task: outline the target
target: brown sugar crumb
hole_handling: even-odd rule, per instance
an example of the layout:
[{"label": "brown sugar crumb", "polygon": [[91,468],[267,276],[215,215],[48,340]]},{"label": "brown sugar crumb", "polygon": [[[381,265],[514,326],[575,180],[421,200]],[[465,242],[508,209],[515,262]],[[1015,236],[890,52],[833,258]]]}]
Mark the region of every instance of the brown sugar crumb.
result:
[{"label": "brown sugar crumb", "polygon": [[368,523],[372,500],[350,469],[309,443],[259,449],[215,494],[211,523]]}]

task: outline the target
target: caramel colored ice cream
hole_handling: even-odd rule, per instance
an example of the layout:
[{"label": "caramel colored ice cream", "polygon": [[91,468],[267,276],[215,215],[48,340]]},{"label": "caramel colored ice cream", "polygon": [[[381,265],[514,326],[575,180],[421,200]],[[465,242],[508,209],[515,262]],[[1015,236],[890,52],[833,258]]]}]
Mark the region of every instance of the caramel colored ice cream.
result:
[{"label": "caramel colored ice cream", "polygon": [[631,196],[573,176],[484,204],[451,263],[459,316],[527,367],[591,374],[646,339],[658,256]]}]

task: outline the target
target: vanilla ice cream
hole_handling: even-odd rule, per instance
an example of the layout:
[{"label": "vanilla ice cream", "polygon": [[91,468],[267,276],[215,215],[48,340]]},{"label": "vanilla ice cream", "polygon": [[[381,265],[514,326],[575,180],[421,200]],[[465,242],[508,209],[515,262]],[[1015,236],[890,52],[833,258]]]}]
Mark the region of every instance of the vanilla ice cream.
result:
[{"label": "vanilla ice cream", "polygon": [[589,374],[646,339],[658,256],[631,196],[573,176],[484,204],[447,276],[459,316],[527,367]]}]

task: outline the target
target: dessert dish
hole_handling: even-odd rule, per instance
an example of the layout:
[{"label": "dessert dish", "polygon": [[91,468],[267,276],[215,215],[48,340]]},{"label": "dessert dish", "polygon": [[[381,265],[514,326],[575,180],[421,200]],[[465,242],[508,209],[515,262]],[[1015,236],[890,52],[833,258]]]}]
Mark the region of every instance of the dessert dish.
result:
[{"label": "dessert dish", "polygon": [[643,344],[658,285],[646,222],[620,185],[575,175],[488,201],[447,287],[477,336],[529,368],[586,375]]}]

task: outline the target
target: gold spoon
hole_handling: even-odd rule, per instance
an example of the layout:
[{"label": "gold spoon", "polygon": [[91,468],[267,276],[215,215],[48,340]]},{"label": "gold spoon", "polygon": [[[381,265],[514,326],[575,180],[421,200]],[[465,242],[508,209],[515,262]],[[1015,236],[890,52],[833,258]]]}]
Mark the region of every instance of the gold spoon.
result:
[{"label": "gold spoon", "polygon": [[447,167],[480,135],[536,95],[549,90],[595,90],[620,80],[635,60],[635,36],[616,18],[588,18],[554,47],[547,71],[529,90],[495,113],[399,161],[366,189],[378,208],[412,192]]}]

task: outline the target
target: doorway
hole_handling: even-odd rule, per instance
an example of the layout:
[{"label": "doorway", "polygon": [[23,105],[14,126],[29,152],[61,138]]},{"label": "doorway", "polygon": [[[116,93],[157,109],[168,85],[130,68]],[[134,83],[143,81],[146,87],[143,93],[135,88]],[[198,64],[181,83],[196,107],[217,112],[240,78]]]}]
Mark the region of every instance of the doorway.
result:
::::::::
State how many lines in the rows above contain the string "doorway", treating uppercase and lowercase as different. Reply with the number alone.

SOLUTION TO THIS PROBLEM: 3